> Task statement: Copy out exactly each line from the line with "Where can the large" through the last line of the material below.

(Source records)
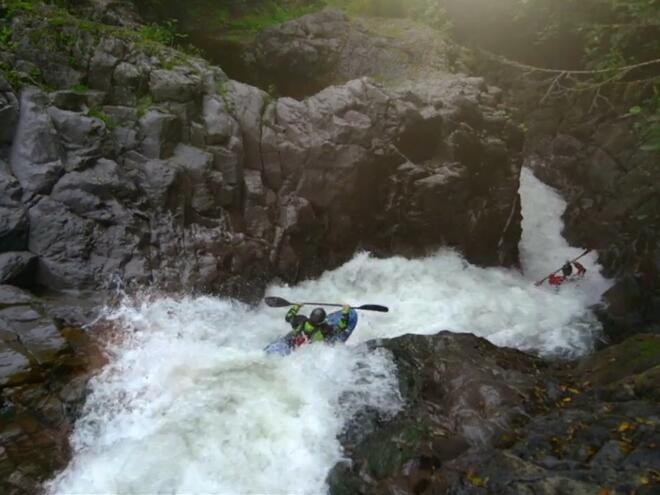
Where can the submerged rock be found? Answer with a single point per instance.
(44, 369)
(480, 419)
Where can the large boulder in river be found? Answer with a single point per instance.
(483, 420)
(304, 55)
(168, 172)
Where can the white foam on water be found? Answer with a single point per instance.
(190, 404)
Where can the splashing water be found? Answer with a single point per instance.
(190, 404)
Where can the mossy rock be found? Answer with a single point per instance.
(631, 357)
(387, 451)
(647, 384)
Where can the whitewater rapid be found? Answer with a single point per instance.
(189, 403)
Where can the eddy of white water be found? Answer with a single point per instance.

> Final result:
Where can the large boulder in river be found? Answer with a single point per instance.
(483, 420)
(304, 55)
(168, 172)
Where can the white foam on water be found? Answer with a single point per instance.
(190, 404)
Where can the splashing water be found? Answer with a single point per instance.
(190, 404)
Where can the mossy rock be found? Answer with a single point per instance.
(631, 357)
(387, 451)
(647, 384)
Where can the whitewater rapid be found? Answer with a single point per instance.
(189, 403)
Where can the eddy of white water be found? Answer with a single point per instance.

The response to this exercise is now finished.